PROBLEMA 1
Según el fragmento sobre las pensiones, ¿a qué porcentaje de la población destina el Estado casi la mitad de su gasto en pensiones?
PROBLEMA 2
Escribe la continuación del fragmento sobre las pensiones a partir de su última frase.

FRAGMENTO DEL DOCUMENTO
################

El envejecimiento de la población ha disparado la pulsión demagógica de los gobernantes y, junto con una exhibición de planes de pega para simular estímulos a la natalidad o supuestas (ínfimas) ayudas a los jóvenes, los ha conducido a hacer cosas tan irresponsables como indexar las cuantía de las pensiones a la inflación, incluso cuando esta se dispara. Un Estado que emplea casi la mitad de su gasto en pagar las pensiones del 20% de la población objetivamente menos desamparado mientras se endeuda hasta las cejas, deja en la estacada a quienes más necesitarían un impulso para que sus vidas productivas arranquen de una vez y maltrata la investigación científica de la que nace el verdadero progreso en la era tecnológica está condenado a empantanarse en el atraso, la ineficiencia y la desigualdad.
Este furor transversal que les ha entrado a los políticos de uno y otro signo por cubrir de favores a los viejos es cualquier cosa menos inocente. Y cualquier cosa menos progresista. En el mejor de los casos, es política social de brocha gorda. Sé que la administración pública en España es ancestralmente ineficiente y torpe (incapaz, por ejemplo, de ejecutar ni la mitad de los fondos europeos o de aplicar el ingreso mínimo vital), pero, simplemente coordinando la información de la que dispone sobre cada uno de nosotros, podrían diseñarse políticas sociales de pincel, casi a la medida, en las que todo el que necesita una ayuda la reciba y todas las ayudas estén justificadas y sirvan para algo más que para publicarlas en el BOE y exhibirlas en los mítines.

################

MATERIAL PROPORCIONADO
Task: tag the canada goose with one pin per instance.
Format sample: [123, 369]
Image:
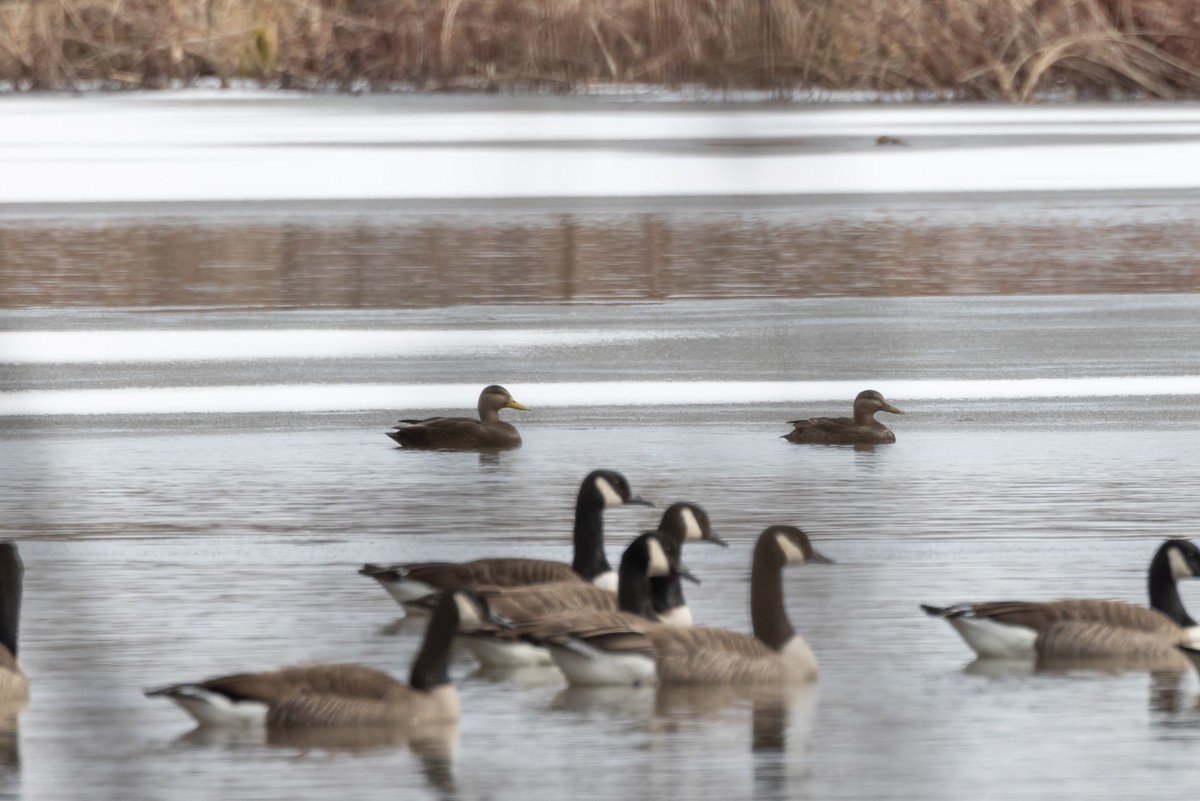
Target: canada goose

################

RESULTADO 1
Al 20% de la población.

RESULTADO 2
Y si de verdad quieren ayudar a los viejos, que alguien se ocupe de verdad de mejorar la sanidad, que quedó desnuda con la pandemia y desde entonces no ha dejado de retroceder.
Disponer de una fuente estable de ingresos derivada del trabajo, tener acceso a una vivienda en propiedad o en alquiler, que la posibilidad de formar una familia y tener hijos sea una decisión vital libre al alcance de cualquier adulto. No parece pedir demasiado en un país desarrollado cuya economía figura entre las 15 primeras del mundo, aunque baja más de veinte puestos si se considera la riqueza per cápita y aún más si se mira la tasa de pobreza, indicadores en los que empeoramos consistentemente (lo que dice mucho sobre el aumento de la desigualdad en España pese a disfrutar del gobierno más progresista que vieron los tiempos).